* BEGIN Text segment *

I just went to the company's web site. They have a promotion going on
for $99. I paid $199 to my installer who hardly did anything except
drill a few holes. I will see if I can get my money back.


So someone came to your house to bring the device, made sure it
was set up and running right, to your satisfaction and charged
more than you can get it for by mail order on a discount day.

The guy did not even pull Ethernet cable. He just plug it in a little
box on the outlet and then I can see video on my PC. He told me it's
more secure then the wireless IP camera. I am not sure if I trust him.


If a stranger could get access to your camera(s) and could watch
them, would you be uncomfortable?

The ONE place I'm happy with a wireless camera is one of the roof,
but you can get that through a website.

Another one is serving a duck's nest to several hundred people from
pennsylvania.

* END Text segment *
* BEGIN Data records *

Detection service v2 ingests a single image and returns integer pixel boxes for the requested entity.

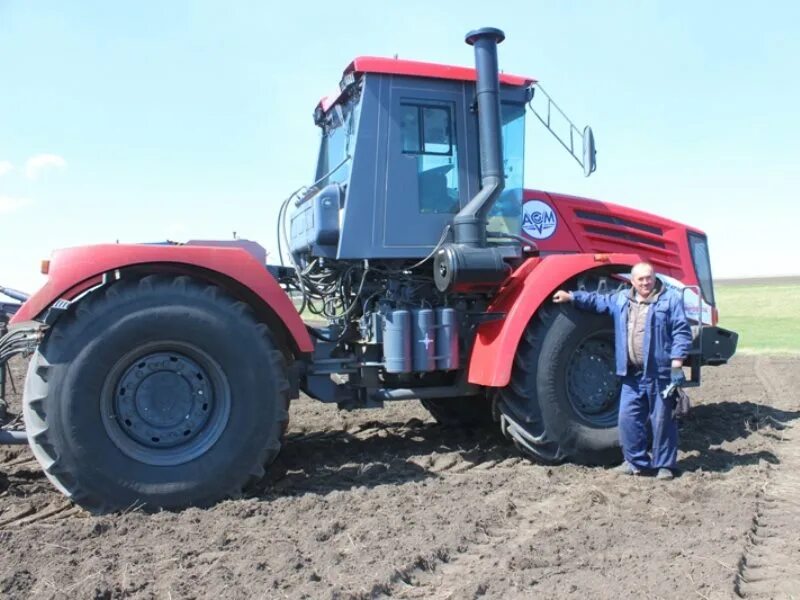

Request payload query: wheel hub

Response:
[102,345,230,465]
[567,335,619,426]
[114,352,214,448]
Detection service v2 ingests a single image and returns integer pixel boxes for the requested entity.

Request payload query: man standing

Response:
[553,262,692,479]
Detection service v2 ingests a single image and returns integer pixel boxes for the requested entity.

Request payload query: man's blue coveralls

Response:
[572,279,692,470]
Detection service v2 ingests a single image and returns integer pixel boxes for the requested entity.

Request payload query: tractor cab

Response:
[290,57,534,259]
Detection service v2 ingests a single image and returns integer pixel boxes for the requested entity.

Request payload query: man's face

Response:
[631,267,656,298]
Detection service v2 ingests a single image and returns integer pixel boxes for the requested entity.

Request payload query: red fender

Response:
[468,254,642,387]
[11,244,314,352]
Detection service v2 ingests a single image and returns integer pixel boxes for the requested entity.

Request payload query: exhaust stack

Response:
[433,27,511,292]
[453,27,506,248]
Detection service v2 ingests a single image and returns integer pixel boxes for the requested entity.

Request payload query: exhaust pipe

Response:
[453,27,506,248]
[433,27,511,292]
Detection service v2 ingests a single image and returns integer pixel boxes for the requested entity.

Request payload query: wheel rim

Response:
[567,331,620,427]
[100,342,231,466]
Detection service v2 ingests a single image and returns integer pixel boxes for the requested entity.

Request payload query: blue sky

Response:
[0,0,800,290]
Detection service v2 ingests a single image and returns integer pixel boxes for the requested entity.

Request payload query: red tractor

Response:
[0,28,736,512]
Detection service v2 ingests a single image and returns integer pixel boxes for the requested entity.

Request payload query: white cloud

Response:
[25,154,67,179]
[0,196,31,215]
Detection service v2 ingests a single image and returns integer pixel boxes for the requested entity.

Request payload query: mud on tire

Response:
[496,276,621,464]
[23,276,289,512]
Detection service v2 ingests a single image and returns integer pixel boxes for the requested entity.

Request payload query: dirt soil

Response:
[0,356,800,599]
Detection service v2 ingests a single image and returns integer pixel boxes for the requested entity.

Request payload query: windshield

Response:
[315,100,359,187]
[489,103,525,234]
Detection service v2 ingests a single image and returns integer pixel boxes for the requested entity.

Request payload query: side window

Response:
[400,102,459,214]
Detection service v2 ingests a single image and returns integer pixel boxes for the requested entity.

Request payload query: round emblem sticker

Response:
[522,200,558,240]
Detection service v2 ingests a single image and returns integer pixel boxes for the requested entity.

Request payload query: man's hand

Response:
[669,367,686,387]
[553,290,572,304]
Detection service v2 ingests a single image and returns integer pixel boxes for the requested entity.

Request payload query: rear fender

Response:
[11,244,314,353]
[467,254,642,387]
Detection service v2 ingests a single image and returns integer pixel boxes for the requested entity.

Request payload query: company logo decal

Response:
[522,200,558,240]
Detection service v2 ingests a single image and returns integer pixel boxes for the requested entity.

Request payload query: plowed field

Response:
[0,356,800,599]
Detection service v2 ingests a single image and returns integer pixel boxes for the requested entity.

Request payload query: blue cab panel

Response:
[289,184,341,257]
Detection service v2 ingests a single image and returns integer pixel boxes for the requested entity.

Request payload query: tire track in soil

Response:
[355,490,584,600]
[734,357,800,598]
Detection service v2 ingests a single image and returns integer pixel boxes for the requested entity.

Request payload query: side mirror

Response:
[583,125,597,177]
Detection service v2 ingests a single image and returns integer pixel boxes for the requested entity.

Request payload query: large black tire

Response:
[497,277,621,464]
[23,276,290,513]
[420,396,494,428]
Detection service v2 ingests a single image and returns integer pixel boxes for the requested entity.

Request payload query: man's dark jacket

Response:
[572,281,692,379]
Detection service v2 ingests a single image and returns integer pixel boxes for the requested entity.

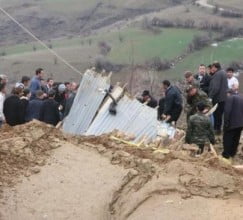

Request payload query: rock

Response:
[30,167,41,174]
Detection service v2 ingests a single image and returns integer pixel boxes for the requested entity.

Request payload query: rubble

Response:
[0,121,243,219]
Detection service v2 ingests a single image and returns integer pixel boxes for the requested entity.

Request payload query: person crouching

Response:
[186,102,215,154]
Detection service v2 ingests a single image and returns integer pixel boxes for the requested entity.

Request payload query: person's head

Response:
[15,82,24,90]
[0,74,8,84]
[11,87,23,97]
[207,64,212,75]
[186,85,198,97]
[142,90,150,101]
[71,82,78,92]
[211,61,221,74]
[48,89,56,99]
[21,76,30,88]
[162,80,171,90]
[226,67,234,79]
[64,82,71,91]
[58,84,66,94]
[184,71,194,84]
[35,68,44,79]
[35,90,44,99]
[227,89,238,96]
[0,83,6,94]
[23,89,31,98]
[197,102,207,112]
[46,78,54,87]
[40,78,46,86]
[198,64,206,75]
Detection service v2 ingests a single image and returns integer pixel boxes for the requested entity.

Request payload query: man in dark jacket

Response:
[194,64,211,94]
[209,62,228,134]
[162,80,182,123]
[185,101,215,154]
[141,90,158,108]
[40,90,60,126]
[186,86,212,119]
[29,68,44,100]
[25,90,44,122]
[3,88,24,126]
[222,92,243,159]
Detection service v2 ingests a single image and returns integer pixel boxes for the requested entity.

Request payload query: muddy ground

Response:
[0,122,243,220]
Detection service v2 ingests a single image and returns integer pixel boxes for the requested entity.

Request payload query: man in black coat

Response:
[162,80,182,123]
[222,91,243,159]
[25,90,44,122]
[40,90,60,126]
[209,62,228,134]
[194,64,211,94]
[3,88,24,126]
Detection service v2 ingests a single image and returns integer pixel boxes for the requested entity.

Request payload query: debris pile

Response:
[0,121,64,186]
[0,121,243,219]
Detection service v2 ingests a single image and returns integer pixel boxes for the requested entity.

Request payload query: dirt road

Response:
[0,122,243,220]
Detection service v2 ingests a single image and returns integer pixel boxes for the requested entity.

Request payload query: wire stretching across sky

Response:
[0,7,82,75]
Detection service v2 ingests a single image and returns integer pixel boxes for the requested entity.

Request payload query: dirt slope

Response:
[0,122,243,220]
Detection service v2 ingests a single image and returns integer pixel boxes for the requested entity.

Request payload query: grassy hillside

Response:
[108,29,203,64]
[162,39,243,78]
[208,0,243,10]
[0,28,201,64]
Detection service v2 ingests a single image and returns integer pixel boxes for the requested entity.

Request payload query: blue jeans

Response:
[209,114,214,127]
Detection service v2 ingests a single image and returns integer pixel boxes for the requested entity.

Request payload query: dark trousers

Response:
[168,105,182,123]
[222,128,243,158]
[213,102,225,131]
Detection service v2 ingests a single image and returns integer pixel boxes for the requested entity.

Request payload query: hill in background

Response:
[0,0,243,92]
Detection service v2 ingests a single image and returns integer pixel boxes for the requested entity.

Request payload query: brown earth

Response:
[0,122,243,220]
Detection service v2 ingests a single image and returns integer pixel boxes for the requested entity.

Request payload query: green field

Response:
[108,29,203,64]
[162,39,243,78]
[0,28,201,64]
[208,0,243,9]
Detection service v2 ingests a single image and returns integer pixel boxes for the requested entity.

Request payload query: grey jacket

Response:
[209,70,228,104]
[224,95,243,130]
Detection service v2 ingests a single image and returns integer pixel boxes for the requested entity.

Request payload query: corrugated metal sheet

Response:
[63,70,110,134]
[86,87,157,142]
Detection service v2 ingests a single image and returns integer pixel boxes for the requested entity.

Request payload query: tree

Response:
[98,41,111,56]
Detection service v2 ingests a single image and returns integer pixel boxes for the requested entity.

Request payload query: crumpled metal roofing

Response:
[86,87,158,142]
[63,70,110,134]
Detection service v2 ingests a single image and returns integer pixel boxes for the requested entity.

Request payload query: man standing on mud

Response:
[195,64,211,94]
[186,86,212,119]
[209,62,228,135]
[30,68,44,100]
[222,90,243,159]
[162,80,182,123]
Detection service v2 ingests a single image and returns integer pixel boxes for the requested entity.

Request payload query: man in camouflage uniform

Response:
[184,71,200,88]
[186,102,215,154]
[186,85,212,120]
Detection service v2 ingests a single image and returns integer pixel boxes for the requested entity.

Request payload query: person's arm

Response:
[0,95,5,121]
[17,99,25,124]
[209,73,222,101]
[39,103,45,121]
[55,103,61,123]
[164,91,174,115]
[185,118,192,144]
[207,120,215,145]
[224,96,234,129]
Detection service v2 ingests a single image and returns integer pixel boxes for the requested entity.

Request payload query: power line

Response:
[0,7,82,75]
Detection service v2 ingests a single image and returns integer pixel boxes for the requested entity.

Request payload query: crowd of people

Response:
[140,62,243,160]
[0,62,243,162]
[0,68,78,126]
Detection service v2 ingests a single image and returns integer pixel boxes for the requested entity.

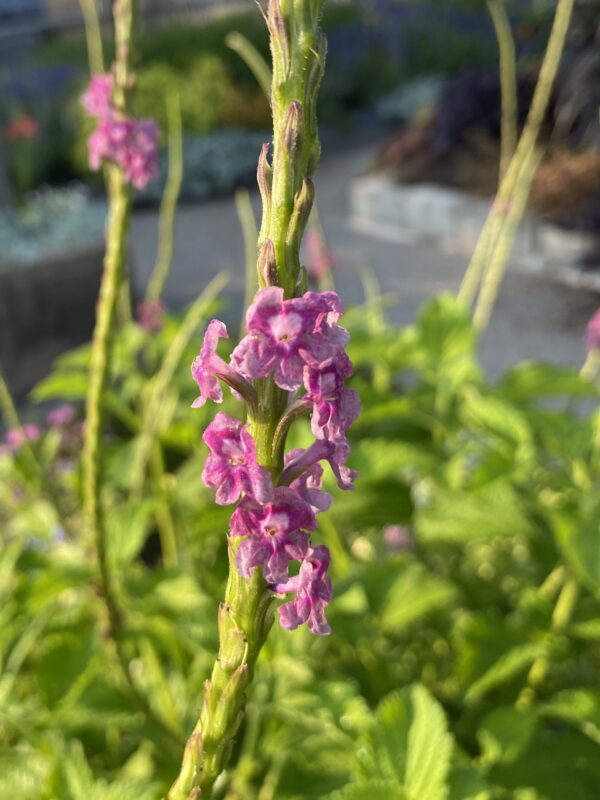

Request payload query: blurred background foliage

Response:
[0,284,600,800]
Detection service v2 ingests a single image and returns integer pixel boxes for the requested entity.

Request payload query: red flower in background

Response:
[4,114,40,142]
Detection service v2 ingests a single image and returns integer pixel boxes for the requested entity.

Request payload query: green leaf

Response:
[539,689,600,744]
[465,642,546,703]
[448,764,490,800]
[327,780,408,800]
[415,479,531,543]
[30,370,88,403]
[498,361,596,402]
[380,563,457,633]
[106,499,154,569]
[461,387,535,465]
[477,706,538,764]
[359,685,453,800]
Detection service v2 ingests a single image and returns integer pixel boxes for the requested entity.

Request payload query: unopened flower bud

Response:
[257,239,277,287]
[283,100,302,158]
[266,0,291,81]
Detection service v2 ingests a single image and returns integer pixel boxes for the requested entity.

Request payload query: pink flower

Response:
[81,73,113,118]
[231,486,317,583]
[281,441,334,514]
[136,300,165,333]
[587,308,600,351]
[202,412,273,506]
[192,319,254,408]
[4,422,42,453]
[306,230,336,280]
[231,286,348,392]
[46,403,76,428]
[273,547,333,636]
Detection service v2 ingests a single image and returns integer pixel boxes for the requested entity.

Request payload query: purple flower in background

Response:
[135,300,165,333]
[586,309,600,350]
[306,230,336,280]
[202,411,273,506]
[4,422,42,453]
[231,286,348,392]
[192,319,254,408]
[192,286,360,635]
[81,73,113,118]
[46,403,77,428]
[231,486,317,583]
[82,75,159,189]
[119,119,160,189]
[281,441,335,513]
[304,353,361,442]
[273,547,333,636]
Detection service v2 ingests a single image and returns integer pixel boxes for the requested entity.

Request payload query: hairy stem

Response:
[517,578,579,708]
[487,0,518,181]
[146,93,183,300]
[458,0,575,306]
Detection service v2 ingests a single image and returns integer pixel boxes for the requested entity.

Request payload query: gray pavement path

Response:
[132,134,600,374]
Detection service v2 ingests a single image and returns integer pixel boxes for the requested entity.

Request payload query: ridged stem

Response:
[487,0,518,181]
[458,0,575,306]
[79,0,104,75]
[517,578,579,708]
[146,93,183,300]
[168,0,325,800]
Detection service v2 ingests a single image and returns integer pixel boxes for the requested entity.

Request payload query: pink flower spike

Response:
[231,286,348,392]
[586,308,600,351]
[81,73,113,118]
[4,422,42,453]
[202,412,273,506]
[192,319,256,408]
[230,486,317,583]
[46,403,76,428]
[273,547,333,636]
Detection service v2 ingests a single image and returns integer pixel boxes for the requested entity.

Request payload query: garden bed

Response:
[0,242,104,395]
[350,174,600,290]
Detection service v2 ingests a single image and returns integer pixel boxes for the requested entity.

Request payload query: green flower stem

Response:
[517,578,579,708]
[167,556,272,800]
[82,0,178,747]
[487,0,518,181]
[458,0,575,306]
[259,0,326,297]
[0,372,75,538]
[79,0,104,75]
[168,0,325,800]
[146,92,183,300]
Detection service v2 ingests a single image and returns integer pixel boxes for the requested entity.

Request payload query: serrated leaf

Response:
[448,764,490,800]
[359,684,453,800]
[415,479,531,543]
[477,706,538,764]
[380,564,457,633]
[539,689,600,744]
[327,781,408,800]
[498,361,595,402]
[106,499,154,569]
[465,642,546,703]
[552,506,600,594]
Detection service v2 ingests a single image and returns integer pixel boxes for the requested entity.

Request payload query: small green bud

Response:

* END Data records *

• Exercises to complete:
[1] In the home camera discussion, the person who paid the installer $199 describes what the installer did. List each of those actions.
[2] Add the next few lines to the home camera discussion.
Nothing in the data is needed here.

• Results for the exercise:
[1]
- Drilled a few holes
- Plugged it into a little box on the outlet
- Said it is more secure than the wireless IP camera

[2]
If it's wireless, I *presume* someone in line of site is also
on that network.

I IPSEC from laptop into the wired net through a firewall. I've built
firewalls for 12 years; mine are on par with ones at large trading
firms. (I've *implemented* them at large trading firms, so...)

I'd noted a friend who saw someone getting DHCP (fine) and battering
at his firewall. He got out his PDA being a sniffer and found a kid
in his dad's car a little bit down the street trying to hack in.
Scared teh crap out of him when he knocked on the windows (6'3" ex
army Ranger). Is teaching him programming, rather than cracking.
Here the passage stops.